[Reading text]
The following steps are presented in the form of a question. Because by answering questions, people involved in mental activities that they need to obtain a deep understanding. These questions are presented in the order thoroughly examine each problem, issue, project, or the decisions faced by the people especially the students in the face of learning in the classroom or personal experience.
The steps of critical thinking are as follows:
Ask questions; be willing to wonder. Always be on the lookout for questions that have not been answered in the textbooks, by the experts in the field or by the media. Be willing to ask “what’s wrong here?’ and/or “Why is this way it is, and how did it come to be that way?”
Define the problem. An inadequate formulation of question can produce misleading or incomplete answers. Ask neutral questions that don’t presuppose answers.
Examine the evidence. Ask yourself, “What evidence supports or refutes this argument and its opposition?” Just because many people believe, including so-called experts, it doesn’t make it so.
Analyze assumptions and biases. All of us are subject to biases, beliefs that prevent us from being impartial. Evaluate the assumptions and biases that lie behind arguments, including your own.
Avoid emotional reasoning: “If I feel this way, it must be true.” Passionate commitment to a view can motivate a person to think boldly without fear of what others will say, but when “gut feelings” replace clear thinking, the results can be disastrous.
Don’t oversimplify. Look beyond the obvious, rest easy generalizations, reject either/or thinking. Don’t argue by anecdote.
Consider other interpretations. Formulate hypotheses that offer reasonable explanations of characteristics, behavior, and events.
Tolerate uncertainty. Sometimes the evidence merely allows us to draw tentative conclusions. Don’t be afraid to say “I don’t know.” Don’t demand “the ” answer.
REQUIREMENTS TO BE A CRITICAL THINKER
If there is a way, there is also a requirement. This matter also occurred in Critical thinking. These are 16 requirements to be Critical Thinker that must be fulfilled to reach the goal:
(1) state and explain goals and purposes; (2) clarify the questions they need to answer and the problems they need to solve; (3) gather and organize information and data; (4) explicitly assess the meaning and significance of information you give them; (5) demonstrate that they understand concepts; (6) identify assumptions;( 7) consider implications and consequences; (8) examine things from more than one point of view; (9) state what they say clearly; (10) test and check for accuracy; (11) stick to questions, issues, or problems; and not wander in their thinking; (12) express themselves precisely and exactly; (13) deal with complexities in problems and issues; (14) consider the point of view of others (15) express their thinking logically; (16) Distinguish significant matters from insignificant ones.[2]
APPLYING CRITICAL THINKING
In peoples’ life there are many types of Critical thinking can be applied, but in this explanation will be focused just on two Applications. They are Application Critical thinking in Reading and American History.

[Directive] Rewrite the stretch of the critical thinking passage from "The steps of" through "make it so.", changing "textbooks" to "encyclopedias".

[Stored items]
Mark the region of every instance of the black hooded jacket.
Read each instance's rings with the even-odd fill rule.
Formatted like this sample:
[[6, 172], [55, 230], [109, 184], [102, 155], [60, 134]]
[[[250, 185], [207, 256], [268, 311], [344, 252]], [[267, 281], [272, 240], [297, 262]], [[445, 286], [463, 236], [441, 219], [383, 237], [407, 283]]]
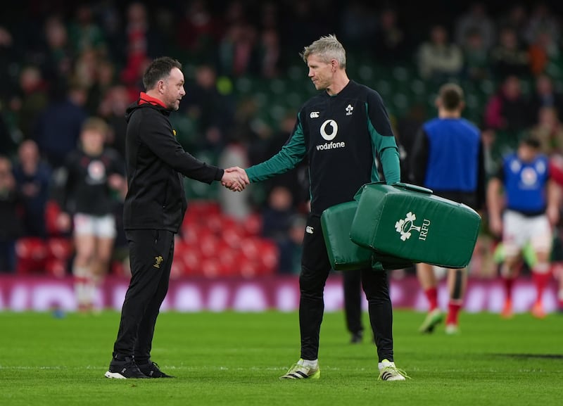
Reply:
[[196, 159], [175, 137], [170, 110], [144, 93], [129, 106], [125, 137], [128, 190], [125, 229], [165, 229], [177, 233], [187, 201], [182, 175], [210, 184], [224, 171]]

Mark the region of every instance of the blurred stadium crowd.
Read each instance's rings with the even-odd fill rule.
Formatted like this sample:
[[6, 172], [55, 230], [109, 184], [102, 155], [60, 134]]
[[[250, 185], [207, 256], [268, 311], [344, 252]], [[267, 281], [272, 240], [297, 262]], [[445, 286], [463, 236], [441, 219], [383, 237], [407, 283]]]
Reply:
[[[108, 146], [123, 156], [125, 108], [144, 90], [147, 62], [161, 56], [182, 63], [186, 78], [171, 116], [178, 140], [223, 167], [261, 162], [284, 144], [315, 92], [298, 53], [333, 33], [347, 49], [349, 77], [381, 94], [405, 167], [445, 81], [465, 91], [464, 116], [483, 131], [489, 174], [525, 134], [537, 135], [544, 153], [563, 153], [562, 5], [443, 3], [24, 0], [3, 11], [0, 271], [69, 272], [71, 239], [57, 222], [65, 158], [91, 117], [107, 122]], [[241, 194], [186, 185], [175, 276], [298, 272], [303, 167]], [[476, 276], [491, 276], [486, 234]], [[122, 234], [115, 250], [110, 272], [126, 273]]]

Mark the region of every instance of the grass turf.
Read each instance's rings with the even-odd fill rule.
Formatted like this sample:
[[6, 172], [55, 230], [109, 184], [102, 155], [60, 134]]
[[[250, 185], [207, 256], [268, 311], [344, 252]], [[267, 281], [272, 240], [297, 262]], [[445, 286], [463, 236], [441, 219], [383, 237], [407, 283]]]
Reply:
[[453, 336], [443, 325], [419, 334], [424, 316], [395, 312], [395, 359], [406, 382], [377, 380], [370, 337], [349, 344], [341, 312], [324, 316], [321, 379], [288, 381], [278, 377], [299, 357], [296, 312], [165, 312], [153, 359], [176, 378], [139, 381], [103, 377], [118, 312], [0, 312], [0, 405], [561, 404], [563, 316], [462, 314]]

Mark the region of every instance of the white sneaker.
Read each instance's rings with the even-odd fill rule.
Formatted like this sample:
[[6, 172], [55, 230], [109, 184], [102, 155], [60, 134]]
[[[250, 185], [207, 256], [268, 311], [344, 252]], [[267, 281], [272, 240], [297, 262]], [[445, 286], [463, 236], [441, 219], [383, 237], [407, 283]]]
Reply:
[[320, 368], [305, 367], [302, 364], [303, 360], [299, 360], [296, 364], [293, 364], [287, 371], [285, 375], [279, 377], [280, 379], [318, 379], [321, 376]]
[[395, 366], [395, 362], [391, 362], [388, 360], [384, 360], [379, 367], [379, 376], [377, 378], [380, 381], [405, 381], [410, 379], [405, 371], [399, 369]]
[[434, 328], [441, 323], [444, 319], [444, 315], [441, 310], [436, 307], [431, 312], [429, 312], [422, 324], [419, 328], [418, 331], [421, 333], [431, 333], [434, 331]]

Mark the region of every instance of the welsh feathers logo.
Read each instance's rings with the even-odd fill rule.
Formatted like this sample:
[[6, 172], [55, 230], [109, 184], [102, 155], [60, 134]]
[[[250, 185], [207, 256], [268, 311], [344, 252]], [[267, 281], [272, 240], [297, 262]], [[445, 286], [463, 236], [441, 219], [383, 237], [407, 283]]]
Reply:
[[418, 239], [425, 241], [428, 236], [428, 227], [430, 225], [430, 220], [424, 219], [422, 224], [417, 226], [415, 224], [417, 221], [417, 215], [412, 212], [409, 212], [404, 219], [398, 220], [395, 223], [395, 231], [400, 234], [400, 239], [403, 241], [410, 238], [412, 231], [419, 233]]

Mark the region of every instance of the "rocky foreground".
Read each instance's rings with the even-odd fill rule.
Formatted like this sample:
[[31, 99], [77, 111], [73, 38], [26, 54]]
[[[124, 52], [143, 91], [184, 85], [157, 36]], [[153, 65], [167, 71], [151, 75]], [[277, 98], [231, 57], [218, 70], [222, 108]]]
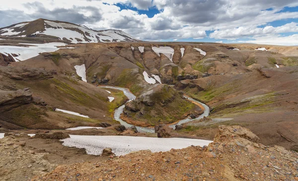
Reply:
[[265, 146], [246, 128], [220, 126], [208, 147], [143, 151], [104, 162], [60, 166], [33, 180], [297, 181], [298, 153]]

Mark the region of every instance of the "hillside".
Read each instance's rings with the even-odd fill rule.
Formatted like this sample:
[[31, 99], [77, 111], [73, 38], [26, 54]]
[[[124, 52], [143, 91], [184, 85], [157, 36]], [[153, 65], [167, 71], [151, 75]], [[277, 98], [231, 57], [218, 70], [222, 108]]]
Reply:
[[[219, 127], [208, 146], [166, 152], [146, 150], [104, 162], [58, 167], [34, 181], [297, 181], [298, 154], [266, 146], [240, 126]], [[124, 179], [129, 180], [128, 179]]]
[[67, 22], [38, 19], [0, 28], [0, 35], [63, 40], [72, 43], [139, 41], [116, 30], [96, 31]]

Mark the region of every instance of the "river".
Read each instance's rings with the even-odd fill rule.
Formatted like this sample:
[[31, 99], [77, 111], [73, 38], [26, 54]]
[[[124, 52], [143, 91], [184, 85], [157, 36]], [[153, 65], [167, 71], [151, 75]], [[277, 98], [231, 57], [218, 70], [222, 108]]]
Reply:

[Exercise answer]
The steps of critical thinking are as follows:
Ask questions; be willing to wonder. Always be on the lookout for questions that have not been answered in the encyclopedias, by the experts in the field or by the media. Be willing to ask “what’s wrong here?’ and/or “Why is this way it is, and how did it come to be that way?”
Define the problem. An inadequate formulation of question can produce misleading or incomplete answers. Ask neutral questions that don’t presuppose answers.
Examine the evidence. Ask yourself, “What evidence supports or refutes this argument and its opposition?” Just because many people believe, including so-called experts, it doesn’t make it so.